**What to do:** In the winter-walk essay below, why does the writer take pride in working unironically on things they care about? Answer in one to three sentences.

**Source passage:**
Three observations from a surprisingly emotionally evocative winter walk
I just went on a short nighttime mid-snow storm walk and it unexpectedly provoked three separate observations along with a desire to capture them.
Reveling in the beauty of our creations #
Everyone loves to hate on Ayn Rand but noone else can give me ASMR writing about skyscrapers.
I would give the greatest sunset in the world for one sight of New York’s skyline. Particularly when one can’t see the details. Just the shapes. The shapes and the thought that made them. The sky over New York and the will of man made visible. What other religion do we need? And then people tell me about pilgrimages to some dank pesthole in a jungle where they go to do homage to a crumbling temple, to a leering stone monster with a pot belly, created by some leprous savage. Is it beauty and genius they want to see? Do they seek a sense of the sublime? Let them come to New York, stand on the shore of the Hudson, look and kneel. When I see the city from my window - no, I don’t feel how small I am - but I feel that if a war came to threaten this, I would throw myself into space, over the city, and protect these buildings with my body.
Reading this now and thinking back to how I felt looking up at One World Trade, I suspect I understand the feeling Rand describes. Looking at the natural beauty of a waterfall or a mountain, I feel awe (unlike Rand, I like this too). Yet, this awe comes with a feeling of smallness, as though the river / ocean / mountain could crush me if it wanted to.
Looking at One World Trade though, I almost feel as though I can draw power from the tower’s strength. I feel proud that we, humanity, despite all our flaws, built this. A massive tower which even the fiercest storm can barely budge. A monument to our knowledge and our ability to wield it in defiance of nature.
And this feeling is why I, and I suspect many others like me, build. Only through building can we find the sublime.
Experiencing childlike wonder #
In the past few years, I’ve come to terms with the fact that I’m often a fairly serious person. Yes, I like memes and dad jokes, but overall I am not laid back by any means. I’m at peace with this. Irony is one of our society’s worst fake virtues and so I take pride in unironically working on things I care about and showing the level of seriousness warranted in pursuing them.

**Data for review:**

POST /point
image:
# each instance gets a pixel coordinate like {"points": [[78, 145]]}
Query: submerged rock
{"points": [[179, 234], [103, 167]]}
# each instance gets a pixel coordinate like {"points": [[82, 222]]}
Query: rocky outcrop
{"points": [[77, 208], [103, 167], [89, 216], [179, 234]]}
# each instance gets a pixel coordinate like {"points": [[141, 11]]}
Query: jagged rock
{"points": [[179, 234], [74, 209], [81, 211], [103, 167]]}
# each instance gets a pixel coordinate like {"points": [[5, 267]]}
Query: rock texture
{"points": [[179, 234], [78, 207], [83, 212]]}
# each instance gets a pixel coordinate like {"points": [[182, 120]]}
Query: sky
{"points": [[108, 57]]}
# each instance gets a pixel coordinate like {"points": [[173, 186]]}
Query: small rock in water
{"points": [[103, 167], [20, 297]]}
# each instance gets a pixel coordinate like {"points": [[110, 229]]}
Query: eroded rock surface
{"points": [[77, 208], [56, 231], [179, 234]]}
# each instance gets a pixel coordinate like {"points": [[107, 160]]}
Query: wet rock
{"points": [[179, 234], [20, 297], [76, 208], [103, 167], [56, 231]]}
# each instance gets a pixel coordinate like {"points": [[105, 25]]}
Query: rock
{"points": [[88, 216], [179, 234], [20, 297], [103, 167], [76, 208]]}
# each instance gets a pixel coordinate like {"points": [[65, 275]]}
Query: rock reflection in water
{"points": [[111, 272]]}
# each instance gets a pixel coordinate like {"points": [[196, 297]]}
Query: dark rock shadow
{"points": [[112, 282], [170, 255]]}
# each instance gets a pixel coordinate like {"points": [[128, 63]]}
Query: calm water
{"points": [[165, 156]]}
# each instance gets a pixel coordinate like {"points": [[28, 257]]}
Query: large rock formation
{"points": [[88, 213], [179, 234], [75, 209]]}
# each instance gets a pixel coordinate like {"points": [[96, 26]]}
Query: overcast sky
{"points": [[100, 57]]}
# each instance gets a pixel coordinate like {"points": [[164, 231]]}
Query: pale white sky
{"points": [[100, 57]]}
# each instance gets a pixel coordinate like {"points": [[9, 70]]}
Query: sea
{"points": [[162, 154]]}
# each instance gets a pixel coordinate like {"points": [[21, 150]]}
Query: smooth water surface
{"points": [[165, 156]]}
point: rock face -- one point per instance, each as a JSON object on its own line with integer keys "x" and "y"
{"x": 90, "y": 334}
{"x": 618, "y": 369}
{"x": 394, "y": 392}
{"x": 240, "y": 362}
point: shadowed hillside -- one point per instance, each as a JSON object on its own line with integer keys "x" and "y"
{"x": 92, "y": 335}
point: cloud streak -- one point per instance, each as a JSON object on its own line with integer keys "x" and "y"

**Answer to this task:** The writer regards irony as one of society's worst fake virtues. So, having accepted being a fairly serious person, the writer takes pride in working unironically on cherished things and showing the seriousness they warrant.